(Selected text)
The standard form of the equation of a circle with radius 2 and center \((2,-3)\) is \[(x-2)^{2}+(y+3)^{2}=4.\] We can change the look of this equation by expanding the terms on the left hand side (using the formula for the Square of a Sum in Section: Special Products ): \[x^{2}-4x+4+y^{2}+6y+9=4\] \[x^{2}+y^{2}-4x+6x+13=4\] Subtracting 4 from both sides, the equation of the circle becomes \[x^{2}+y^{2}-4x+6x+9=0.\] The above equation is called the general form of the equation of the circle.
The general form of the equation of a circle is \[x^{2}+y^{2}+Ax+By+E=0.\] where \[\left(\frac{A}{2}\right)^2+\left(\frac{B}{2}\right)^2-E>0.\]
Read on to understand why the condition \(\left(\frac{A}{2}\right)^2+\left(\frac{B}{2}\right)^2-E>0\) is necessary.
Finding the Center and Radius of a Circle from Its Expanded Form
If we are given the equation of a circle in expanded form and want to find its center and radius, we need to rewrite the equation in the standard form: \[(x - a)^2 + (y - b)^2 = R^2,\] where \((a, b)\) is the center and \(r\) is the radius. This involves a process called completing the square . Here’s how it works:
Steps
- Group the terms : Separate the \(x\) - and \(y\) -terms, moving the constant to the other side: \[x^2 + y^2 + Ax + By + E = 0 \quad \Rightarrow \quad (x^2 + Ax) + (y^2 + By) = -E\]
- Complete the square :
- For the \(x\) -terms, take half the coefficient of \(x\) (from \(Ax\) ), square it, and add it inside the parentheses: \((A/2)^2\) . \[x+Ax=x+Ax\color{red}{+\left(\frac{A}{2}\right)^2-\left(\frac{A}{2}\right)^2}=\left(x+\frac{A}{2}\right)^2\color{red}{-\left(\frac{A}{2}\right)^2}\]
- Do the same for the \(y\) -terms with \(B\) : \((B/2)^2\) .
- Add these same values to the right-hand side of the equation to keep it balanced.
- Rewrite the equation : After completing the square, the equation will look like: \[(x + A/2)^2 + (y + B/2)^2 = R^2\]
- Identify the center and radius :
- The center is \((-A/2, -B/2)\) .

(Source data)
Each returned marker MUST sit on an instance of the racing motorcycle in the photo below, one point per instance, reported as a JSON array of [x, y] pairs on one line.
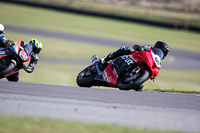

(Work to do)
- 1) Return, word for word, the part of the text on circle equations starting at "- Add these" and ending at "is \((-A/2, -B/2)\) .".
- 2) Using the text on circle equations, answer each question on its own line:
(a) What center does the circle in the opening standard-form equation have?
(b) What is the process that rewrites an expanded circle equation in standard form called?
(c) What center is given in the step "Identify the center and radius"?

(Answer set)
- 1)
- Add these same values to the right-hand side of the equation to keep it balanced.
- Rewrite the equation : After completing the square, the equation will look like: \[(x + A/2)^2 + (y + B/2)^2 = R^2\]
- Identify the center and radius :
- The center is \((-A/2, -B/2)\) .

- 2)
(a) \((2,-3)\)
(b) Completing the square
(c) \((-A/2, -B/2)\)